SELECTED EXCERPT:
[START]

I think they're so popular here mainly because smart people tend to have varied interests. You have to have a good amount of intellectual curiosity to become a hacker, and that comes before and extends to other areas beyond computer science.

I've spent enough time around them to know that if you get 50 hackers together in a social setting, they talk about a wide variety of subjects. CS often doesn't even come up. I suspect this site has a higher ratio of talk of CS than would be found in real life even among the same participants.

For a site like this to sustain the interest of brilliant people, it has to allow them to roam enough to be entertained while still retaining the core focus. It seems to succeed. If those mass media links were to US Weekly, we'd be in trouble.


"... no matter how techie or startup they sound. NY Times, WSJ, etc. They're written for too broad an audience compared to the focused info I expect to find on HN ..."

[END]

DATA SHOWN:
[START]

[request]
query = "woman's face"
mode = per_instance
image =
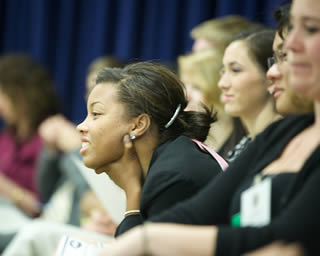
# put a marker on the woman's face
(103, 129)
(243, 85)
(277, 74)
(303, 43)
(286, 98)
(7, 111)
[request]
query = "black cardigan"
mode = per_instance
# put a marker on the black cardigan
(299, 219)
(178, 169)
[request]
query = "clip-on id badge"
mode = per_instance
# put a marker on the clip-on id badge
(255, 208)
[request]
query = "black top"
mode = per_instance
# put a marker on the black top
(280, 184)
(298, 218)
(178, 169)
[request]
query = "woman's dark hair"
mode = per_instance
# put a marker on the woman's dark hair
(259, 42)
(152, 89)
(282, 17)
(29, 86)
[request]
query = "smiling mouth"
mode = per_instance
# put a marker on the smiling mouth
(226, 97)
(277, 92)
(84, 147)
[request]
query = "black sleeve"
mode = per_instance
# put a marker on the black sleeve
(296, 223)
(210, 206)
(177, 192)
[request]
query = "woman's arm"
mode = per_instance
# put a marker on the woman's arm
(163, 240)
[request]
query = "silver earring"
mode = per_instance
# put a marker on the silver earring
(132, 137)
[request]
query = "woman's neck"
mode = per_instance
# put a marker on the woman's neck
(256, 121)
(23, 131)
(317, 114)
(144, 148)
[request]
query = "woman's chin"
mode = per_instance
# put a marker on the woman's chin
(99, 170)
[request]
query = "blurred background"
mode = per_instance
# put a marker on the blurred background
(66, 35)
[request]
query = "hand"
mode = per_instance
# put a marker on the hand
(100, 222)
(127, 174)
(130, 243)
(29, 204)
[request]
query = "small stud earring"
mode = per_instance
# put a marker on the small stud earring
(132, 137)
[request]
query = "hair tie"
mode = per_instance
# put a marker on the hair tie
(173, 117)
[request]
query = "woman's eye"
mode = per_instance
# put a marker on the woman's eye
(236, 70)
(311, 29)
(95, 114)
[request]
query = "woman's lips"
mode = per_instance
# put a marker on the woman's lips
(226, 97)
(277, 92)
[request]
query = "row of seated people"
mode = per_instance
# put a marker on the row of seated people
(167, 177)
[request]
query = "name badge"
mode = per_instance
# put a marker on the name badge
(255, 207)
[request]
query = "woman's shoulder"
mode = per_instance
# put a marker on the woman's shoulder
(289, 125)
(183, 157)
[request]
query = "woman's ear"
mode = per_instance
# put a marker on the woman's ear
(141, 124)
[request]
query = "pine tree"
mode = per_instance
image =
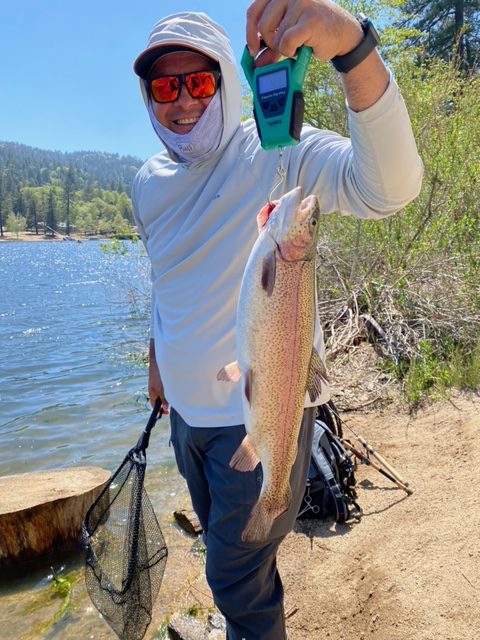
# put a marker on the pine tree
(68, 189)
(449, 28)
(51, 214)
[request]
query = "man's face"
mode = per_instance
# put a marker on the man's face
(182, 115)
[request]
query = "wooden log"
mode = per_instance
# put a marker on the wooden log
(39, 511)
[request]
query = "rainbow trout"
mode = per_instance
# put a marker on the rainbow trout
(277, 362)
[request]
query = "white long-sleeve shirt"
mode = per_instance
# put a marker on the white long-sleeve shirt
(198, 223)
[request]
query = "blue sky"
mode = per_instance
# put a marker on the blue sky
(66, 79)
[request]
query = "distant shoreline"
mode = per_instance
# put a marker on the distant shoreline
(27, 236)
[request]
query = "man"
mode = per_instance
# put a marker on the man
(196, 205)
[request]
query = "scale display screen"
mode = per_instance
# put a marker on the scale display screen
(272, 81)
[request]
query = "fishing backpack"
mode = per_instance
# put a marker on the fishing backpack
(330, 488)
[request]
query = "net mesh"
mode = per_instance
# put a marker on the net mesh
(125, 551)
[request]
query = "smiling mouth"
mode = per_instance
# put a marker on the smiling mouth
(186, 121)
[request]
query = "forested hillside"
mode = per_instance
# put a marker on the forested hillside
(84, 192)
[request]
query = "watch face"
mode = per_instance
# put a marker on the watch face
(374, 32)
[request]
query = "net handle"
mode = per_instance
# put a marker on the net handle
(156, 414)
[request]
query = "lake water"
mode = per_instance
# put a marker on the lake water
(73, 329)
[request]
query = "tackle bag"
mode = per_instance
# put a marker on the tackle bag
(330, 488)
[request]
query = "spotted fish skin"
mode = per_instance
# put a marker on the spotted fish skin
(276, 362)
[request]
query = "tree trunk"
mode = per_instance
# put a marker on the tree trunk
(45, 510)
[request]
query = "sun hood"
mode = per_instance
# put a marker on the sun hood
(198, 31)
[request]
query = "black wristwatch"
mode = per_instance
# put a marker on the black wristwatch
(349, 61)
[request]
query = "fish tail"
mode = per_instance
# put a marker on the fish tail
(263, 515)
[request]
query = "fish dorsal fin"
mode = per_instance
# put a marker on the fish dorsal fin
(269, 267)
(245, 457)
(248, 386)
(229, 373)
(317, 376)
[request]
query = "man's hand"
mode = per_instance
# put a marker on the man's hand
(285, 25)
(155, 385)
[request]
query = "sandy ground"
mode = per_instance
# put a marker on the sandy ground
(410, 570)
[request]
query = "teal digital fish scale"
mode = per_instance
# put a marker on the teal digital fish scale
(278, 102)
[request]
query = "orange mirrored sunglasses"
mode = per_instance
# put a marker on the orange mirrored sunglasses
(200, 84)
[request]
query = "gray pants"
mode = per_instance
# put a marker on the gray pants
(243, 576)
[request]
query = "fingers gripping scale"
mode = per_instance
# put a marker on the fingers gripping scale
(278, 103)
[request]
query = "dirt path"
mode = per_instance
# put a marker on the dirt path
(410, 570)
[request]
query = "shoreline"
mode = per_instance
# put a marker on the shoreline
(26, 236)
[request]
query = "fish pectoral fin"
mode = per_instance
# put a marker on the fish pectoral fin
(317, 376)
(245, 457)
(269, 268)
(229, 373)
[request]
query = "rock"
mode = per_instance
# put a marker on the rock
(189, 521)
(45, 509)
(183, 627)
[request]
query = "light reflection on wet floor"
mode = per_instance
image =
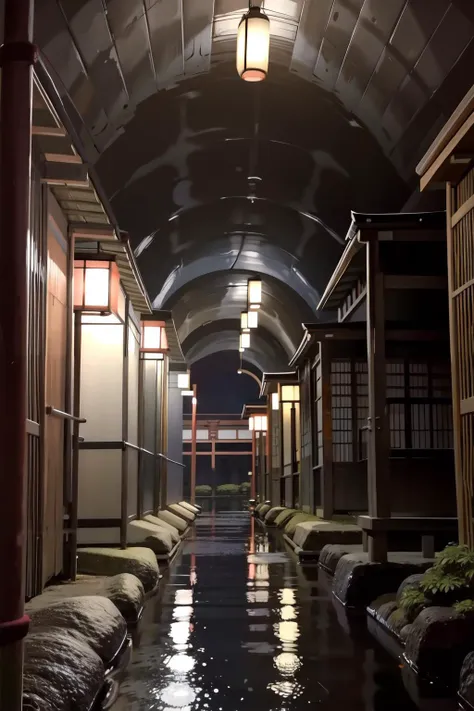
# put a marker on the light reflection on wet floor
(239, 625)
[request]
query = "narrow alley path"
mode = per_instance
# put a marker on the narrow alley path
(239, 625)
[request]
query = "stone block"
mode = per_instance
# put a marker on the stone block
(357, 582)
(138, 561)
(124, 590)
(271, 515)
(95, 619)
(177, 521)
(61, 671)
(183, 513)
(174, 533)
(149, 535)
(331, 554)
(438, 643)
(314, 535)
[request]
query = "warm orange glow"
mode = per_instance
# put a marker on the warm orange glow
(154, 338)
(96, 286)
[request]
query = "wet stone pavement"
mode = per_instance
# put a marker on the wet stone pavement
(240, 625)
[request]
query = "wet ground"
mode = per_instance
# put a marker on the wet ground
(240, 625)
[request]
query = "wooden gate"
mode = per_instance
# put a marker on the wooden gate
(460, 215)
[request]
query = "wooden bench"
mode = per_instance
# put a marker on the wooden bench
(426, 526)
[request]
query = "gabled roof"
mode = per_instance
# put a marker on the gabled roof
(269, 379)
(352, 266)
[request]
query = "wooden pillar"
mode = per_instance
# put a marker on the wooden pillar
(193, 445)
(460, 353)
(16, 58)
(379, 439)
(125, 460)
(253, 483)
(327, 487)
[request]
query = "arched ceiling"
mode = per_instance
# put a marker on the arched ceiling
(212, 177)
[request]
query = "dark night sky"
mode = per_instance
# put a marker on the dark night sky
(220, 389)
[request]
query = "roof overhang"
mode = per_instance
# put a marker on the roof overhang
(130, 277)
(177, 360)
(452, 151)
(365, 227)
(270, 381)
(249, 410)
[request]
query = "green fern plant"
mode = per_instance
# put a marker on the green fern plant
(464, 607)
(412, 600)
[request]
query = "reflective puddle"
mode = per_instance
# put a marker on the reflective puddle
(240, 625)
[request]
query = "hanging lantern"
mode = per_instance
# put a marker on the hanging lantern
(290, 393)
(258, 423)
(244, 341)
(184, 381)
(96, 287)
(253, 45)
(254, 294)
(154, 340)
(248, 320)
(275, 401)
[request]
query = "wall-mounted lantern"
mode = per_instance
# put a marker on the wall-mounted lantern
(96, 287)
(244, 341)
(254, 294)
(290, 393)
(253, 45)
(154, 341)
(258, 423)
(248, 320)
(184, 381)
(275, 401)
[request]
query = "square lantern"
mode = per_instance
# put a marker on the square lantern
(290, 393)
(248, 320)
(258, 423)
(244, 341)
(154, 341)
(184, 381)
(254, 294)
(96, 287)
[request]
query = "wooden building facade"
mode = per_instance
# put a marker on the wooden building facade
(449, 163)
(375, 381)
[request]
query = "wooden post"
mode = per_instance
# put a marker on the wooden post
(378, 462)
(253, 483)
(327, 493)
(193, 445)
(124, 478)
(17, 56)
(464, 505)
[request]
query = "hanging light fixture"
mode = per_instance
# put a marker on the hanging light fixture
(154, 341)
(254, 294)
(248, 320)
(253, 45)
(275, 401)
(96, 286)
(244, 341)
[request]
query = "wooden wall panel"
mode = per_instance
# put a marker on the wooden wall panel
(460, 212)
(55, 382)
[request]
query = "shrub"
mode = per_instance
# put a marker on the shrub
(204, 490)
(228, 489)
(465, 607)
(450, 581)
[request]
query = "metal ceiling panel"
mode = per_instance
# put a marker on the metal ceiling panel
(313, 22)
(376, 23)
(340, 28)
(166, 39)
(128, 25)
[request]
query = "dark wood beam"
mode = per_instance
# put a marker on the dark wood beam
(65, 174)
(409, 281)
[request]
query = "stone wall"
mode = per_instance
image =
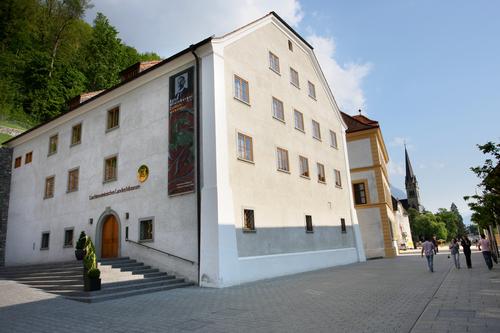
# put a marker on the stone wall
(5, 172)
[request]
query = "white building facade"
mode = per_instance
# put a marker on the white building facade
(271, 194)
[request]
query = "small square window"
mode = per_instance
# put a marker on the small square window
(49, 187)
(312, 90)
(283, 160)
(316, 130)
(333, 139)
(309, 227)
(146, 230)
(321, 173)
(245, 147)
(299, 120)
(248, 220)
(278, 111)
(45, 241)
(110, 169)
(113, 118)
(304, 166)
(241, 89)
(68, 238)
(28, 158)
(53, 144)
(17, 162)
(294, 77)
(76, 134)
(73, 176)
(342, 226)
(274, 62)
(338, 180)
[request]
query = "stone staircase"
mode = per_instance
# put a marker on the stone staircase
(120, 277)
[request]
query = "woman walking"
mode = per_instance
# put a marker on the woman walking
(455, 252)
(466, 244)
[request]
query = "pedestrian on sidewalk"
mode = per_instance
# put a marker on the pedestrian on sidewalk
(466, 244)
(428, 249)
(455, 252)
(484, 247)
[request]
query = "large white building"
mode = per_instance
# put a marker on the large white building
(230, 156)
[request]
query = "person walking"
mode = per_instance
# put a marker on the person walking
(484, 247)
(428, 248)
(466, 244)
(455, 252)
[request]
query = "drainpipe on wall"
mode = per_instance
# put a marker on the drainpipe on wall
(198, 153)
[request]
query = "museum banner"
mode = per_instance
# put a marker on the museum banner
(181, 133)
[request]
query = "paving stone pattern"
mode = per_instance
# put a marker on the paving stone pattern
(387, 295)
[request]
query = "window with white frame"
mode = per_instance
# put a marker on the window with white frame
(333, 139)
(282, 155)
(278, 111)
(241, 91)
(294, 77)
(299, 120)
(245, 147)
(304, 166)
(274, 62)
(316, 130)
(321, 173)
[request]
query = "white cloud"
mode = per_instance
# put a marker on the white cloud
(345, 80)
(169, 26)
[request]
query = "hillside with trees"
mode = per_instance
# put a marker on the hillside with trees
(49, 54)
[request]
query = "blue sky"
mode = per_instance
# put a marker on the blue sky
(428, 71)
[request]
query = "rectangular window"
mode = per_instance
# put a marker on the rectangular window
(146, 230)
(294, 77)
(299, 120)
(241, 89)
(68, 238)
(110, 166)
(304, 166)
(312, 90)
(49, 187)
(76, 134)
(321, 173)
(73, 180)
(245, 147)
(53, 144)
(113, 118)
(278, 112)
(274, 62)
(359, 193)
(45, 241)
(316, 130)
(309, 227)
(338, 180)
(248, 220)
(28, 158)
(283, 160)
(333, 139)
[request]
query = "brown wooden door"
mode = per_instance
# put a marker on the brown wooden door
(110, 238)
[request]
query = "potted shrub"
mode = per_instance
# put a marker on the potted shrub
(93, 281)
(80, 246)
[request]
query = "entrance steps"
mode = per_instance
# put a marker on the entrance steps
(120, 277)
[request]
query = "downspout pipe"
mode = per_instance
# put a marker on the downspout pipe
(198, 153)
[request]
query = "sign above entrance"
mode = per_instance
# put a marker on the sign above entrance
(115, 191)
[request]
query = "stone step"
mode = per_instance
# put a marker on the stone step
(106, 297)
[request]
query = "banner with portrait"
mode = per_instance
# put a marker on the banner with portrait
(181, 157)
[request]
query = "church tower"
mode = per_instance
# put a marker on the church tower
(411, 185)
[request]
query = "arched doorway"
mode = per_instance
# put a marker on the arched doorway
(110, 237)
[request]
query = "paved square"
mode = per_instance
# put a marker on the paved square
(387, 295)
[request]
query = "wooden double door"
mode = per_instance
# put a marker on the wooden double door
(110, 238)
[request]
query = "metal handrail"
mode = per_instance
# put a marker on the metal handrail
(168, 254)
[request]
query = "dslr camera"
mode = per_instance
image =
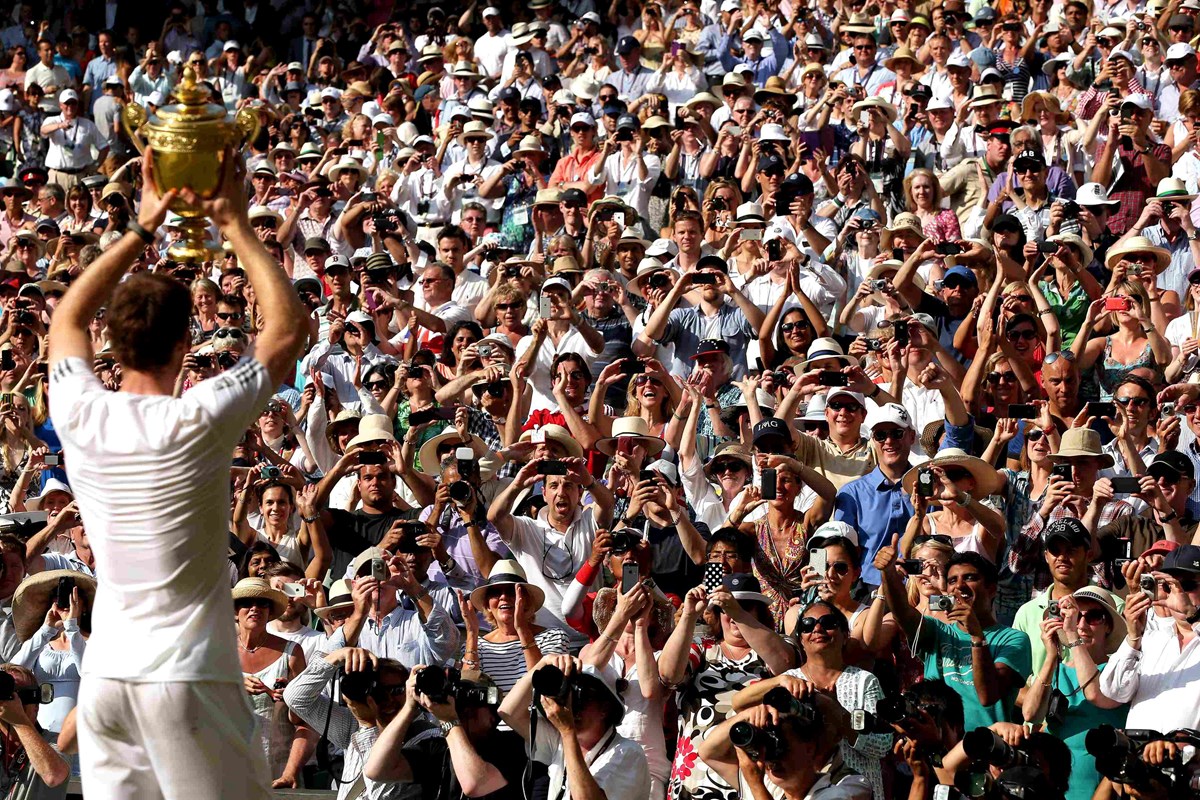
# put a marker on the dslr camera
(768, 743)
(445, 684)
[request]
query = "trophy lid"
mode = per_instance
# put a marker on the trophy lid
(193, 103)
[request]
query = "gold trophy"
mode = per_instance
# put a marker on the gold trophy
(190, 142)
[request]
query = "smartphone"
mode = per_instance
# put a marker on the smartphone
(924, 483)
(714, 576)
(63, 593)
(629, 577)
(1063, 471)
(769, 483)
(430, 415)
(1021, 411)
(1127, 485)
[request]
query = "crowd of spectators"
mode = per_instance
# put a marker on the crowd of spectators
(700, 400)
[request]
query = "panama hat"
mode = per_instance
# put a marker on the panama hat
(259, 589)
(1081, 443)
(1098, 595)
(372, 427)
(988, 480)
(35, 595)
(339, 599)
(631, 427)
(507, 572)
(1138, 245)
(558, 434)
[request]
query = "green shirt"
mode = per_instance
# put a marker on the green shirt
(1029, 620)
(947, 655)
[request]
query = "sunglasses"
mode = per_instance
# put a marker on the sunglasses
(826, 621)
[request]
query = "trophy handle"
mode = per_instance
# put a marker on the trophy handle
(246, 124)
(132, 119)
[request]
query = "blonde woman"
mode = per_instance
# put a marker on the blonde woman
(515, 644)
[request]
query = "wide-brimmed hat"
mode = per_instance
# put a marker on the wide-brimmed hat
(558, 434)
(605, 603)
(631, 427)
(735, 450)
(1173, 188)
(507, 572)
(1081, 443)
(372, 427)
(429, 452)
(48, 485)
(826, 348)
(931, 438)
(1104, 599)
(988, 480)
(35, 595)
(259, 589)
(1139, 245)
(888, 109)
(339, 599)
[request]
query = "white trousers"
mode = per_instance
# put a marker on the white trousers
(169, 740)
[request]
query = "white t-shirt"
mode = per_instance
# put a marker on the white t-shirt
(151, 476)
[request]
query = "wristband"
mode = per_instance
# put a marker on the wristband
(139, 232)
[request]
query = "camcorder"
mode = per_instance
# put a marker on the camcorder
(445, 684)
(767, 743)
(1119, 758)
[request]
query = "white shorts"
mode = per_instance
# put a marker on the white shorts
(172, 740)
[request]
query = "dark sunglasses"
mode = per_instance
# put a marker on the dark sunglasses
(827, 621)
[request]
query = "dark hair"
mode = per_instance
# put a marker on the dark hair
(448, 356)
(730, 535)
(148, 319)
(251, 552)
(574, 358)
(948, 703)
(454, 232)
(979, 563)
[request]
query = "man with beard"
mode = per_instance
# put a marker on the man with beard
(983, 661)
(1067, 548)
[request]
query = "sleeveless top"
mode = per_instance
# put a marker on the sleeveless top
(779, 572)
(1110, 372)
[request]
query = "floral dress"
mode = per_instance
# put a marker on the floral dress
(779, 572)
(705, 702)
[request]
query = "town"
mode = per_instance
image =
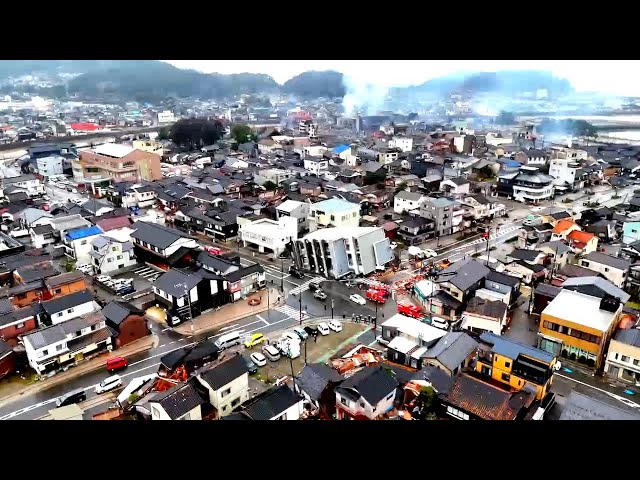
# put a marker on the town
(291, 261)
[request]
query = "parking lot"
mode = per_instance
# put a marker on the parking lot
(319, 350)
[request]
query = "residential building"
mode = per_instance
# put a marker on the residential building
(336, 252)
(119, 163)
(298, 210)
(276, 403)
(440, 210)
(614, 269)
(48, 166)
(409, 339)
(27, 183)
(317, 383)
(582, 242)
(182, 402)
(482, 315)
(140, 196)
(416, 230)
(67, 343)
(227, 383)
(109, 255)
(333, 213)
(472, 397)
(316, 165)
(579, 406)
(126, 323)
(78, 243)
(515, 364)
(269, 235)
(366, 395)
(578, 326)
(64, 308)
(153, 242)
(526, 185)
(453, 353)
(42, 235)
(623, 357)
(406, 201)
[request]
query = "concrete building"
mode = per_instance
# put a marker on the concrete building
(270, 235)
(334, 213)
(298, 210)
(119, 163)
(440, 210)
(336, 252)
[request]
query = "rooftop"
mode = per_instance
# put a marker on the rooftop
(580, 309)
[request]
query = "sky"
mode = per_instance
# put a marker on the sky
(617, 77)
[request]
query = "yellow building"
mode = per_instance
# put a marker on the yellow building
(515, 364)
(150, 146)
(578, 326)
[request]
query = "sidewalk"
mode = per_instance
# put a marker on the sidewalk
(10, 392)
(232, 312)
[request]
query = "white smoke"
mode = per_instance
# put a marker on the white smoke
(362, 96)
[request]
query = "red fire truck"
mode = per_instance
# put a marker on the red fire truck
(409, 310)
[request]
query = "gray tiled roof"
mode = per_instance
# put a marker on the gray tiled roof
(452, 349)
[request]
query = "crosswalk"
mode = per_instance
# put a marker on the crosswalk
(292, 312)
(148, 273)
(305, 286)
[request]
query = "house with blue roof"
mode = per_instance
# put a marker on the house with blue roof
(334, 212)
(77, 243)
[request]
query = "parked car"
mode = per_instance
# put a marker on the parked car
(291, 335)
(301, 333)
(335, 325)
(254, 340)
(323, 328)
(251, 365)
(70, 398)
(259, 359)
(355, 298)
(320, 295)
(116, 363)
(109, 384)
(311, 330)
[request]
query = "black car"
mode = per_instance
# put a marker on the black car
(320, 295)
(311, 330)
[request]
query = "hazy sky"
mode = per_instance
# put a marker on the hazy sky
(619, 77)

[END]

GIVEN INSTRUCTION:
Copy out, word for word, the part of the passage on hackers' varied interests that opens with the words containing "I think they're" and closes with "beyond computer science.". The items come from a source unrelated to the text.

FULL SOLUTION:
I think they're so popular here mainly because smart people tend to have varied interests. You have to have a good amount of intellectual curiosity to become a hacker, and that comes before and extends to other areas beyond computer science.